**Your goal**
From the listing below, pick out and copy every line that contains the string "block". The match is case-sensitive.

**Task inputs**
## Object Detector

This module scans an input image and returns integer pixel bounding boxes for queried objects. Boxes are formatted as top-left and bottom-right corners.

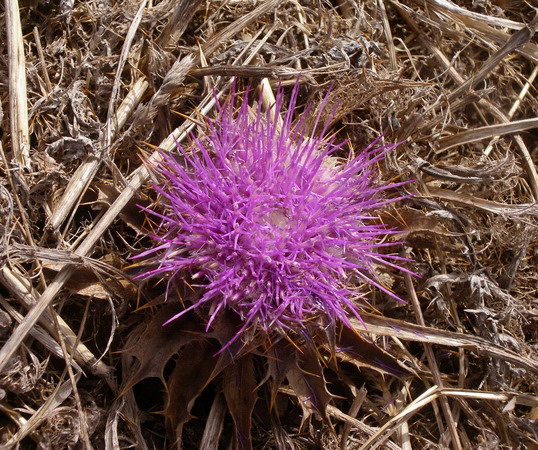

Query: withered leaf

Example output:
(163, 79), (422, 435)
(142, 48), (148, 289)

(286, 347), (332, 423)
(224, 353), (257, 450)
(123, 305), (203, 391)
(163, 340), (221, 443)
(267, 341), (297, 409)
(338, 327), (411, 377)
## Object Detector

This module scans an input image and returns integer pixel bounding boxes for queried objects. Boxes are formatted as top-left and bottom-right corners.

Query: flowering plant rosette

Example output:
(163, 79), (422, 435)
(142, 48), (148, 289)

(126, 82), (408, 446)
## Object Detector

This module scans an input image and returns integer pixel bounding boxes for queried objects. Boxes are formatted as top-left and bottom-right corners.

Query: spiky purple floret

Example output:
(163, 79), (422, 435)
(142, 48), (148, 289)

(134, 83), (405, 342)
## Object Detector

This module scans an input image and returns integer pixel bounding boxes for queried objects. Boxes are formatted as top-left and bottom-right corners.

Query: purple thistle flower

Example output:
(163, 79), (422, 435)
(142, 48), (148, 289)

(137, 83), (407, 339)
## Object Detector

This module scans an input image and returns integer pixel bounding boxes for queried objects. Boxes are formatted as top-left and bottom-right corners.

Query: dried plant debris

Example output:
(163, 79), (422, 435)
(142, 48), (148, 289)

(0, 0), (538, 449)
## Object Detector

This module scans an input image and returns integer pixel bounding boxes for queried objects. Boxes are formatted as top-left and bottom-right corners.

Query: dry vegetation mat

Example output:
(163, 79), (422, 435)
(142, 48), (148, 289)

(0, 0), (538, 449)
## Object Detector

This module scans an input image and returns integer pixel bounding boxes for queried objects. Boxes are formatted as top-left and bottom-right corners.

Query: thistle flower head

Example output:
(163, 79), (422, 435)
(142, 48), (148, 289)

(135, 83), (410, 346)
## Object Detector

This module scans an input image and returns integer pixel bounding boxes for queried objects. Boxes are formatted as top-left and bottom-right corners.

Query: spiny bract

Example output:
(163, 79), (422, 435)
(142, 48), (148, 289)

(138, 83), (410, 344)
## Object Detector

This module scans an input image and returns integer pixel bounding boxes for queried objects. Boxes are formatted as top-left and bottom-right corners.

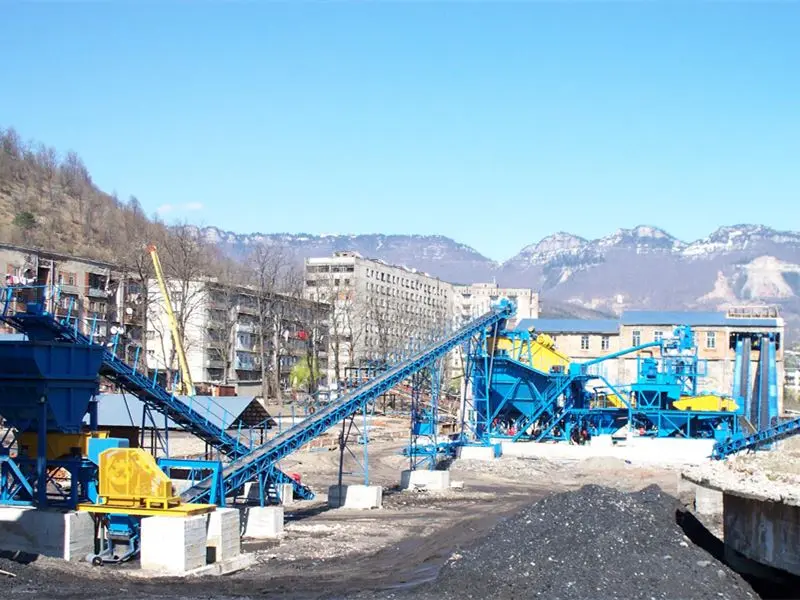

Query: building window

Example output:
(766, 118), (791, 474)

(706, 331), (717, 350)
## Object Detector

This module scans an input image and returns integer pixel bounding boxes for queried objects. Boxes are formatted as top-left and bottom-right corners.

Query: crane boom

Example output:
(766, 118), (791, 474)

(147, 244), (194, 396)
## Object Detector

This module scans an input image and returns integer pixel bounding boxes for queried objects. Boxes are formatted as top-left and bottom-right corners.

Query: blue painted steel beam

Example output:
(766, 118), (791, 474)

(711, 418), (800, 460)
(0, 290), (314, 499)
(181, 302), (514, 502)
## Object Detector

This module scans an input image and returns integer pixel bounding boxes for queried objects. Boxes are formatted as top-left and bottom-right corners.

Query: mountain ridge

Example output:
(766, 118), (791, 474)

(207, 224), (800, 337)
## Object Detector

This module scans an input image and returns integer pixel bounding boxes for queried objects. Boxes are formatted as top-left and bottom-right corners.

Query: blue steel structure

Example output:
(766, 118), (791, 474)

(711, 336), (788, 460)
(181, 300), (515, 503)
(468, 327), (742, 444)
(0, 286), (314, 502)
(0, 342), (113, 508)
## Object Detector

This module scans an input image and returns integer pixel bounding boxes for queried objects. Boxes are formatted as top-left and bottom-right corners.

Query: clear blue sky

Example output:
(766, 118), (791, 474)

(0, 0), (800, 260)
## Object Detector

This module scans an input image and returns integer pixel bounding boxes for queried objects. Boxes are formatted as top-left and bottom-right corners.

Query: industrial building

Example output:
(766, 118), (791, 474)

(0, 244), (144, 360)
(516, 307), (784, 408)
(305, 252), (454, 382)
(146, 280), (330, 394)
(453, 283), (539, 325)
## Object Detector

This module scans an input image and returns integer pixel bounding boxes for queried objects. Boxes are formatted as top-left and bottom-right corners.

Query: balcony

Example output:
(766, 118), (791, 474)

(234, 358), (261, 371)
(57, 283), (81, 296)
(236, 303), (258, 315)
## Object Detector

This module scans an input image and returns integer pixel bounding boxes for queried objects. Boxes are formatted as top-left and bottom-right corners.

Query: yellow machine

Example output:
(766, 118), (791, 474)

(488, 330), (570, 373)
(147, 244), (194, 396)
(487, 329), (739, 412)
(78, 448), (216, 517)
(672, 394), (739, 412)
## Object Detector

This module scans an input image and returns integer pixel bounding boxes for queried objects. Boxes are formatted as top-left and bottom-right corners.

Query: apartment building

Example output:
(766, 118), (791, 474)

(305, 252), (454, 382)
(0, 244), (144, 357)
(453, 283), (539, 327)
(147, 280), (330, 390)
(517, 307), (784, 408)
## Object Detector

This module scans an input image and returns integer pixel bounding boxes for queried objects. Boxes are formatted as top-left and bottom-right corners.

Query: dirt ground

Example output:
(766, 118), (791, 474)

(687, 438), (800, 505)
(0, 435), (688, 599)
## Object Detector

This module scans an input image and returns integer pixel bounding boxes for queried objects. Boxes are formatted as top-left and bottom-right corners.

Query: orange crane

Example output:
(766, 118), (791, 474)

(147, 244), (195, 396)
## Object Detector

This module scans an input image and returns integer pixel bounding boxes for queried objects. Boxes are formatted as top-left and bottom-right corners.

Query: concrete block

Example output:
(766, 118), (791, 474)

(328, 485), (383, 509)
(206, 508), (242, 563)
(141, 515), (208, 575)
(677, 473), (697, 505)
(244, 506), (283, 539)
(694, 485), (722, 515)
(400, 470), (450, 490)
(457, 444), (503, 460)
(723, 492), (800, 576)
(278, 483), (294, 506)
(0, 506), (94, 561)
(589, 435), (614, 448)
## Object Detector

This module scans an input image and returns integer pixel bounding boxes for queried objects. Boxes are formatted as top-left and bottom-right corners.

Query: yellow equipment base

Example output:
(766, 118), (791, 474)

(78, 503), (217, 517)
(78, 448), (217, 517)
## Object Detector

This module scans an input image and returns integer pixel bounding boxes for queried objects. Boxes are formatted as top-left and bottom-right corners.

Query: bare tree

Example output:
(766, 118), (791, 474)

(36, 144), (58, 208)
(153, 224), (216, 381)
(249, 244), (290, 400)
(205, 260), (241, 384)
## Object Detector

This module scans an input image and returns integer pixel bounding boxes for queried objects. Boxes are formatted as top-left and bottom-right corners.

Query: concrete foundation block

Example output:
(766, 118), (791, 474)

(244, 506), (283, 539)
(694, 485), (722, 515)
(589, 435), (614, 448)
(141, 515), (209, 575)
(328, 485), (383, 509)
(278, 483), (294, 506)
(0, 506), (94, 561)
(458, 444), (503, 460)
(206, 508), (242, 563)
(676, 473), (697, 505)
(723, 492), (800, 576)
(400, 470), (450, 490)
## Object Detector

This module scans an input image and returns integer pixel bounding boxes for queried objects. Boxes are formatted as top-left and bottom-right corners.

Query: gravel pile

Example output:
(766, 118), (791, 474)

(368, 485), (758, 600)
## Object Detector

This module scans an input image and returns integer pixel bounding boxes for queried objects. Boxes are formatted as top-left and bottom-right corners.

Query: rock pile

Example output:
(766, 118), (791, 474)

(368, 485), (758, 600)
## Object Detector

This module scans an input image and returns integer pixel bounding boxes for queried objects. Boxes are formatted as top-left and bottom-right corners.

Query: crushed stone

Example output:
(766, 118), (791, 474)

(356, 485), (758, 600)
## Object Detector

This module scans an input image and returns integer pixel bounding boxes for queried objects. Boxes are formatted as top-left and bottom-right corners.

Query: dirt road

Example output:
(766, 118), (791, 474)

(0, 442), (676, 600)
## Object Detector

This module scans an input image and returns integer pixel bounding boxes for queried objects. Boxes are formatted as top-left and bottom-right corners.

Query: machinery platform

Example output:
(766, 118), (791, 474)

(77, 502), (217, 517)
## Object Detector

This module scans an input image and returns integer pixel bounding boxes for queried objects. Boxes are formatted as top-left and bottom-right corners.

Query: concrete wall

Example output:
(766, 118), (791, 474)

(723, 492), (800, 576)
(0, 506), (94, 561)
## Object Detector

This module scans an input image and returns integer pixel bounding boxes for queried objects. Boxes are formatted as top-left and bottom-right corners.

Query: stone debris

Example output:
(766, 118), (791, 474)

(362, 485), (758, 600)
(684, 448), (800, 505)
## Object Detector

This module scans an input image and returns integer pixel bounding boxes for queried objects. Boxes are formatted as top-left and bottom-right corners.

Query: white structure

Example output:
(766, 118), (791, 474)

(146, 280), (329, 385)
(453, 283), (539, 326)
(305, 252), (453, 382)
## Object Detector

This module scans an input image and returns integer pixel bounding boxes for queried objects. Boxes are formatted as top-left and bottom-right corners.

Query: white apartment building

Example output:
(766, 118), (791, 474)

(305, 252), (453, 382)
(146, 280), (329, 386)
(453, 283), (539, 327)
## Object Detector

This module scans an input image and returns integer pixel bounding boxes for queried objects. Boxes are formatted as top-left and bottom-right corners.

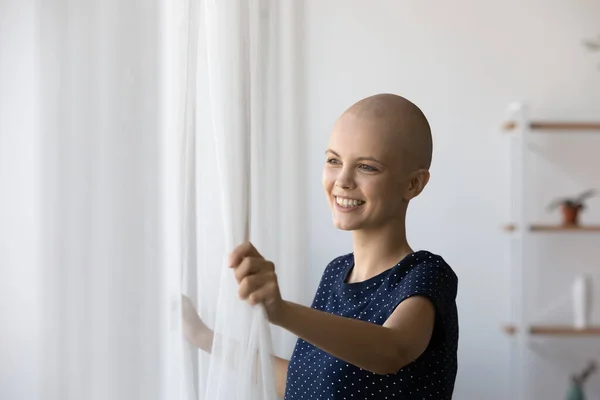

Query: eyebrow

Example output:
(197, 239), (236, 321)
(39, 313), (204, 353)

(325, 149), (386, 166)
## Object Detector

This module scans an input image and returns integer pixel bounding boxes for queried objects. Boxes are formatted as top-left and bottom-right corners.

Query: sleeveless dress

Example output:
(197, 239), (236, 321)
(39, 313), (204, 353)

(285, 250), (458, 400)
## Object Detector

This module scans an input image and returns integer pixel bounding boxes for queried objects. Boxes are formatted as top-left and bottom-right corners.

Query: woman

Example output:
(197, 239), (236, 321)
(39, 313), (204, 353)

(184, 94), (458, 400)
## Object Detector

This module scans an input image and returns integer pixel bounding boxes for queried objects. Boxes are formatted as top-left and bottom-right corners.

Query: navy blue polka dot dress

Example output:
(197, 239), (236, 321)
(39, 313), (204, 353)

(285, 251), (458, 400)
...
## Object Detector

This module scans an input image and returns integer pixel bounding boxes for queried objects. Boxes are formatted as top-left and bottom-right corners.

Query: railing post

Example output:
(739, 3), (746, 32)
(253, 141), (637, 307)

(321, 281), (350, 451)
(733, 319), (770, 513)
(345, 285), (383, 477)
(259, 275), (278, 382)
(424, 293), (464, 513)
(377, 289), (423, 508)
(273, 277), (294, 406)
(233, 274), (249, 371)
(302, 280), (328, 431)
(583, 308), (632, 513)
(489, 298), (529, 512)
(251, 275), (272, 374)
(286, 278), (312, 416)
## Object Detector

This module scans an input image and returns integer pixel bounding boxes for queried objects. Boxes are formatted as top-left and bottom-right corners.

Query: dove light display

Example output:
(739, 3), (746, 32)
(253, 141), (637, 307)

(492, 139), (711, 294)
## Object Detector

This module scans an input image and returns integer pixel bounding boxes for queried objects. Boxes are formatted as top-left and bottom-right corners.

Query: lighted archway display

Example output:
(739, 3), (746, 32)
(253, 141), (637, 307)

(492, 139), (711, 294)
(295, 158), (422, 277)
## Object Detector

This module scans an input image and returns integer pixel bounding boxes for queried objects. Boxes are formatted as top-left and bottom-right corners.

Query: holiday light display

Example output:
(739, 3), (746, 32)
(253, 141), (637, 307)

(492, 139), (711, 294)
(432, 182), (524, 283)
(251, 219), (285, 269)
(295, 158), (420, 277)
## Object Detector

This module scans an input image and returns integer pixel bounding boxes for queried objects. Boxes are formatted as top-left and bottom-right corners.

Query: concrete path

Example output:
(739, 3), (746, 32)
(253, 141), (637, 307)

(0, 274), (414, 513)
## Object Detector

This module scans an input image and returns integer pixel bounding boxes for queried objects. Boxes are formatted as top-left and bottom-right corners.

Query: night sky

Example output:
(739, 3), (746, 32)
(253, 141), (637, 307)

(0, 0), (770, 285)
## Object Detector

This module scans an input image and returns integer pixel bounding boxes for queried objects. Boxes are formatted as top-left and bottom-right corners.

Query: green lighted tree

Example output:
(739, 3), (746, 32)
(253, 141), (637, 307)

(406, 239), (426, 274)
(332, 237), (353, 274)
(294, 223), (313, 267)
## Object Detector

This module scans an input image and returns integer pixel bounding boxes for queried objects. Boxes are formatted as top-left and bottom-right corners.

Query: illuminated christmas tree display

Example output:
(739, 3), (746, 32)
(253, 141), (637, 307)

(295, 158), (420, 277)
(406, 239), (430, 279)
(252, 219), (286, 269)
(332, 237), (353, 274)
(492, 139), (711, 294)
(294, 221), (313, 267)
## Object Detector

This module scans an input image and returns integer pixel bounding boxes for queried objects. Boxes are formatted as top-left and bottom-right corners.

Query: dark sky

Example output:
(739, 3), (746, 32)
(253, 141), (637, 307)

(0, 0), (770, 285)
--
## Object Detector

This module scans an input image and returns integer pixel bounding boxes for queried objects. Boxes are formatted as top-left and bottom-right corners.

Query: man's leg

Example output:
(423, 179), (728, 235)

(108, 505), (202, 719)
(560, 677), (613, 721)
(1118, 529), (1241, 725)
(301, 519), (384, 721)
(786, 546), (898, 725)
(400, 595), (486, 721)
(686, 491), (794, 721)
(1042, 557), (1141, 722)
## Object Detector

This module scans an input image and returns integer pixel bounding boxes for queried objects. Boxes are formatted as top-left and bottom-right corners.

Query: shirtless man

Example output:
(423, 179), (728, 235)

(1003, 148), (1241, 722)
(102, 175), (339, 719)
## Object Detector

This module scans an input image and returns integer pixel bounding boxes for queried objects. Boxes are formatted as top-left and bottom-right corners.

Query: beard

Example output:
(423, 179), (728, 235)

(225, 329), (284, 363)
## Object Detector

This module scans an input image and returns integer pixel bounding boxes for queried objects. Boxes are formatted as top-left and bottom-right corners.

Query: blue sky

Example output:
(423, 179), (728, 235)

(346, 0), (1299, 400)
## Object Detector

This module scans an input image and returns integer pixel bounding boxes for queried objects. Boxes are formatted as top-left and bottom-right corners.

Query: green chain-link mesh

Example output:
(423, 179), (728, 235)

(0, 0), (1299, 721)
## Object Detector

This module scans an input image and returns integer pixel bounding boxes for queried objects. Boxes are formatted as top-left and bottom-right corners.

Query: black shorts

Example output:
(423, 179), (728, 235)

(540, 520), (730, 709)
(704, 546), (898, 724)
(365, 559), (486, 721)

**Task result**
Query: concrete block
Query: concrete foundation block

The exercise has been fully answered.